- OBJECTIVE
The records below are to be copied word for word, with every picture left out.

Start of DATA EXTRACT

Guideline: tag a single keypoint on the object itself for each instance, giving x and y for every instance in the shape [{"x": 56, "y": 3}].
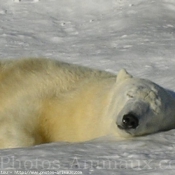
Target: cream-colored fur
[{"x": 44, "y": 101}]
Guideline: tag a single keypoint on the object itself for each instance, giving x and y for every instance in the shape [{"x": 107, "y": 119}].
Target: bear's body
[{"x": 45, "y": 101}]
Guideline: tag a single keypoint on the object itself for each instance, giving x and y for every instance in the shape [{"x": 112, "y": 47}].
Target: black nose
[{"x": 130, "y": 121}]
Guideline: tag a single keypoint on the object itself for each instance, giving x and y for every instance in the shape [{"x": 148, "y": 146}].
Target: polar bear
[{"x": 43, "y": 100}]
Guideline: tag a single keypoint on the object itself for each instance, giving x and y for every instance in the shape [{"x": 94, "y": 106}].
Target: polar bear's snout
[{"x": 130, "y": 121}]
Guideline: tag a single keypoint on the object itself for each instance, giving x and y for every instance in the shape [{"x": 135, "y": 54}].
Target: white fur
[{"x": 47, "y": 101}]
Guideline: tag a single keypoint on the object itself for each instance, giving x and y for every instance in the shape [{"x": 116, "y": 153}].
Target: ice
[{"x": 109, "y": 35}]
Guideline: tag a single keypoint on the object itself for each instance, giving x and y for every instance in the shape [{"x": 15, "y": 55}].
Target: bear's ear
[{"x": 122, "y": 75}]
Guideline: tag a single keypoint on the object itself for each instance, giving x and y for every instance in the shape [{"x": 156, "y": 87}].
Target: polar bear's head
[{"x": 143, "y": 107}]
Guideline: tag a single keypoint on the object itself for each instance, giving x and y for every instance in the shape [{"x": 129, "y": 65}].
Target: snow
[{"x": 109, "y": 35}]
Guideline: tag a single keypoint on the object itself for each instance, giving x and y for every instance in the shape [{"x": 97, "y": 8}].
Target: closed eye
[{"x": 130, "y": 95}]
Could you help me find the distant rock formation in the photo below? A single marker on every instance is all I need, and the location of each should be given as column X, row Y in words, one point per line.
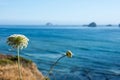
column 9, row 69
column 49, row 24
column 93, row 24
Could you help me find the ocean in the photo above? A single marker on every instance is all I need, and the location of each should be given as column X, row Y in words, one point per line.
column 96, row 50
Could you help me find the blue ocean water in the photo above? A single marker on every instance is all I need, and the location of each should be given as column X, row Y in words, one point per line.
column 96, row 50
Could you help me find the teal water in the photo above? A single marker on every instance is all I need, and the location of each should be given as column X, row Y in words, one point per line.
column 96, row 51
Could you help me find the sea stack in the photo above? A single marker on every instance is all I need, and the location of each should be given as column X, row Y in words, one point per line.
column 119, row 25
column 92, row 24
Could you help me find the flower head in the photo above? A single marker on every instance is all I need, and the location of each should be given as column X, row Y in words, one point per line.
column 69, row 54
column 17, row 40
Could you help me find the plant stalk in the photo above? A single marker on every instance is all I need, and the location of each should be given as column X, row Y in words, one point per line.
column 19, row 71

End of DATA EXTRACT

- ANSWER TO THE PROBLEM
Guideline: tag a single keypoint on the object itself for each instance, giving x and y for every instance in the shape [{"x": 56, "y": 3}].
Target: cream-colored fur
[{"x": 44, "y": 101}]
Guideline: tag a single keypoint on the object itself for each instance, giving x and y for every instance in the shape [{"x": 107, "y": 119}].
Target: bear's body
[{"x": 45, "y": 101}]
Guideline: tag a single keypoint on the object itself for each instance, giving x and y for every instance in the shape [{"x": 112, "y": 47}].
Target: black nose
[{"x": 130, "y": 121}]
Guideline: tag a single keypoint on the object itself for each instance, giving x and y for every instance in the shape [{"x": 148, "y": 146}].
Target: polar bear
[{"x": 43, "y": 100}]
Guideline: tag a single keypoint on the object itself for each instance, giving x and y for every instance in the shape [{"x": 94, "y": 106}].
Target: polar bear's snout
[{"x": 130, "y": 121}]
Guideline: tag a single keypoint on the object itself for each instance, giving x and y for every instance in the shape [{"x": 135, "y": 54}].
Target: white fur
[{"x": 47, "y": 101}]
Guideline: tag a single keypoint on the object itself for each instance, giving x and y for every instance in the shape [{"x": 116, "y": 153}].
Target: ice
[{"x": 109, "y": 35}]
Guideline: tag a single keypoint on the object itself for each instance, giving x and y for every instance in the shape [{"x": 15, "y": 55}].
Target: bear's ear
[{"x": 122, "y": 75}]
Guideline: tag a single keypoint on the object itself for each instance, giving x and y for every instance in the shape [{"x": 156, "y": 87}].
Target: polar bear's head
[{"x": 143, "y": 107}]
Guideline: tag a single keypoint on the object itself for each instance, giving x and y for every instance in the shape [{"x": 129, "y": 65}].
Target: snow
[{"x": 109, "y": 35}]
Guideline: tag a single keypoint on the object itself for each instance, giving x and y for every instance in the shape [{"x": 97, "y": 8}].
Target: closed eye
[{"x": 130, "y": 95}]
Could you help me find the distant rock formation in the photo below? A single marker on every instance is all I need, and the location of each should be given as column X, row Y in words, one point per line.
column 9, row 69
column 49, row 24
column 93, row 24
Could you help me find the ocean in the photo above? A single marker on every instance is all I need, and the location of each should be given as column X, row Y in words, one point per line.
column 96, row 50
Could you help me find the blue ocean water in the photo above? A single marker on every instance is all I need, and the location of each should be given as column X, row Y in words, one point per line.
column 96, row 50
Could you help me find the teal water in the photo above? A single marker on every instance is all I need, and the location of each should be given as column X, row Y in words, one point per line.
column 96, row 51
Could you help me find the sea stack in the photo above? A single marker on every instance is all I need, and the location of each should be given as column X, row Y in words, one point per line.
column 119, row 25
column 92, row 24
Could you help me find the flower head in the photo above? A single marker on every instance is all I need, and the location of each should be given as column X, row Y in words, one point per line.
column 69, row 54
column 17, row 40
Could you help me find the plant stalk in the photo above? A single marker on every instance is all I need, and the location of each should be given as column X, row Y in words, one point per line.
column 19, row 71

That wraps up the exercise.